BACAAN:

Kedatangan saya, dalam rangka kegiatan cross learning bersama para peserta INKLUSI DAY, disambut hangat oleh para tetua adat. Mereka menyuguhkan sirih pinang sebagai simbol penerimaan dan penghormatan. Kami kemudian berbicara mengenai tujuan kedatangan kami, yakni untuk belajar dari masyarakat adat di sana. Terutama dari forum perempuan dan kelompok disabilitas serta penghayat kepercayaan Marapu, sebuah kepercayaan lokal yang masih kuat dipegang oleh masyarakat setempat.

Salah satu fokus utama dari Lembaga Bumi Lestari (LBL) di Desa Kalamba adalah menghidupkan kembali forum kelompok wanita tani (KWT). Masyarakat di sini telah lama terjebak dalam siklus kemiskinan yang tampaknya sulit dipatahkan. Perempuan di desa ini, sering kali dianggap hanya berperan di dapur. Padahal mereka memiliki potensi besar untuk ikut meningkatkan kesejahteraan keluarga.

DATA YANG DIBERIKAN:
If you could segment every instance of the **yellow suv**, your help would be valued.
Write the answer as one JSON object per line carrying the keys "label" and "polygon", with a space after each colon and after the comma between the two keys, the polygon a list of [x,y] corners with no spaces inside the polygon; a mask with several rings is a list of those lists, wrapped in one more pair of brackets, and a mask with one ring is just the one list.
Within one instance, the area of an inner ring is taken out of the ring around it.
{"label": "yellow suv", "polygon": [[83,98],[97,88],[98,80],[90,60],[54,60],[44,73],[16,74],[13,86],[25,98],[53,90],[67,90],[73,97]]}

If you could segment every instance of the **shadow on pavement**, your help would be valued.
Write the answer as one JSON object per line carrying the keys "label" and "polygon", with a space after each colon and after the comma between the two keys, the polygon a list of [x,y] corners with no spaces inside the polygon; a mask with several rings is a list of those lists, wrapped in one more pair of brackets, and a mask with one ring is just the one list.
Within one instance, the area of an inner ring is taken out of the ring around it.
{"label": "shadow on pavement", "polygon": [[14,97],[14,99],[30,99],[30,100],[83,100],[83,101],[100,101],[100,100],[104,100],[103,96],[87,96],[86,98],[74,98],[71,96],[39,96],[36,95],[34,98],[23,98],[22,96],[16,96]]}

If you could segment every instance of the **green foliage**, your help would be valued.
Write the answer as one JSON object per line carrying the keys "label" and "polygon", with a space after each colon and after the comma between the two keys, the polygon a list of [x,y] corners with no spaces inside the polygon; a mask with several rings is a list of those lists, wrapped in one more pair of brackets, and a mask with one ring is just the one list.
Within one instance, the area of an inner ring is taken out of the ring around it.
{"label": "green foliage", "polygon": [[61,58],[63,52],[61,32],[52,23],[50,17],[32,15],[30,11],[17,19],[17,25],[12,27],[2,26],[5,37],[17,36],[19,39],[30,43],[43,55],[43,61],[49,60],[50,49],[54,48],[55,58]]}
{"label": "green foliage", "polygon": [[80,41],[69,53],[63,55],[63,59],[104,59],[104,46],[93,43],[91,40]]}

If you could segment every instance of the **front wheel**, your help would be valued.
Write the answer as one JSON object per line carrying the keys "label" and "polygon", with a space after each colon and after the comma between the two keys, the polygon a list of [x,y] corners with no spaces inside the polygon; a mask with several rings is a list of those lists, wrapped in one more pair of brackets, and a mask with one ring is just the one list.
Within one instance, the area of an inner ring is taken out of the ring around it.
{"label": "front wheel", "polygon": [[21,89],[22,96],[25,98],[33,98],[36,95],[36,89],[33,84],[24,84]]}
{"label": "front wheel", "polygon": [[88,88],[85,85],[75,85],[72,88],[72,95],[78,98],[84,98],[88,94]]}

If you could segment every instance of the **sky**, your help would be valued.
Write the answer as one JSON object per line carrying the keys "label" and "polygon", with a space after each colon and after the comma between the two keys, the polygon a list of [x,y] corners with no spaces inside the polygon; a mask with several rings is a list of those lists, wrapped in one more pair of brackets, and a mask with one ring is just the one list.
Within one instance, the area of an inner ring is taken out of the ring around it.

SOAL LATIHAN:
1. Menurut bacaan tentang kunjungan belajar ke masyarakat adat, mengapa para tetua adat menyuguhkan sirih pinang? Jawablah dalam satu sampai tiga kalimat.
2. Teruskan bacaan tentang kunjungan belajar ke masyarakat adat mulai dari titik terakhir yang tertulis.

JAWABAN TIAP SOAL:
1. Para tetua adat menyuguhkan sirih pinang sebagai simbol penerimaan dan penghormatan. Suguhan itu menjadi bagian dari sambutan hangat mereka atas kedatangan peserta kegiatan cross learning INKLUSI DAY.

2.
Salah satu cerita yang menggugah saya adalah dari Rambu Anita Mbomba Lapir, anggota aktif forum KWT. Selama ini, keluarga-keluarga di Kalamba hanya bergantung pada hasil penjualan kacang tanah untuk memenuhi kebutuhan hidup mereka. Sebagian kecil dari mereka, ada yang menjadi guru PAUD, untuk mendapatkan penghasilan tambahan. Namun, pendapatan sebagai guru PAUD hanya berkisar Rp500 ribu per bulan, jumlah yang tidak mencukupi untuk menambah kebutuhan sehari-hari.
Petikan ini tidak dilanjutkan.